▸ Fragment tekstu:
= = = = = = =
Trzy punkty w sześciu meczach
Pogoń w sześciu ostatnich meczach wywalczyła trzy punkty, jako jedyny zespół w ekstraklasie nie wygrała meczu i zdobyła najmniej goli – zaledwie dwa. Kosta Runjaic w porównaniu z rundą jesienną nie może skorzystać z trzech najlepszych strzelców w drużynie i dwóch kolejnych będących dublerami. W ich miejsce pozyskano tylko Pawła Cibickiego.
Buksa, Spiridonovic i Kozulj zdobyli łącznie dla Pogoni w obecnym sezonie 16 goli, co stanowi 60 procent dorobku całej drużyny. Z graczy, którymi dysponuje szkoleniowiec, najlepszym strzelcem jest obecnie Cibicki, który dołączył do zespołu dopiero zimą. Spośród zawodników grających od początku sezonu najskuteczniejszymi zawodnikami są: Sebastian Kowalczyk i Hubert Matynia, którzy zdobyli po dwa gole.
Siła ofensywna w Pogoni istnieje jedynie teoretycznie, a mecz z Zagłębiem pokazał, że równie źle jest też z defensywą, choć ta w porównaniu z rundą jesienną przecież nie została osłabiona. Co prawda kontuzjowani w ostatnim meczu byli: Igor Łasicki i Konstantinos Triantafyllopoulos, ale ten pierwszy nie był piłkarzem podstawowym, a ten drugi po wyleczeniu kontuzji przez Malca wydawał się być drugim wyborem.
= = = = = = =
▸ Blok danych:
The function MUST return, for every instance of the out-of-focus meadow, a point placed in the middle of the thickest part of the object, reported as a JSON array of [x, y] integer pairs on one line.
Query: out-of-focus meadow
= = = = = = =
▸ Zadania:
A. Wypisz wszystkich piłkarzy wymienionych w tekście o Pogoni w akapicie zaczynającym się od słów „Buksa, Spiridonovic i Kozulj”.
B. Rozwiń dalej tekst o Pogoni, zaczynając po jego ostatnim zdaniu.
Wykaz nie jest tu do niczego potrzebny.

▸ Odpowiedzi:
A. Buksa, Spiridonovic, Kozulj, Cibicki, Sebastian Kowalczyk, Hubert Matynia

B.
Będą zmiany
Kosta Runjaic po przegranym meczu z Zagłębiem zapowiedział zmiany, ale tak naprawdę przed sobotnim meczem z Cracovią nie ma wielkiego pola manewru. Do treningów powrócił Triantafyllopoulos, ale nie ma pewności, że podniesie jakość gry w defensywie. W swoich ostatnich meczach spisywał się bardzo źle. Jego forma jest mocną niewiadomą.
W sobotni wieczór pewnych roszad można spodziewać się w ofensywie. Santeri Hostikka i Adam Frączczak po raz kolejny nie zaprezentowali poziomu polskiej ekstraklasy. Od pierwszych minut powinni zagrać: Kamil Drygas i Hubert Turski, którzy dali dobre zmiany w poprzednim spotkaniu. Należy jednak pamiętać, że Drygas nie grał z powodu kontuzji przez dziesięć miesięcy, a Turski ma 17 lat i w meczu z Zagłębiem dopiero debiutował w ekstraklasie.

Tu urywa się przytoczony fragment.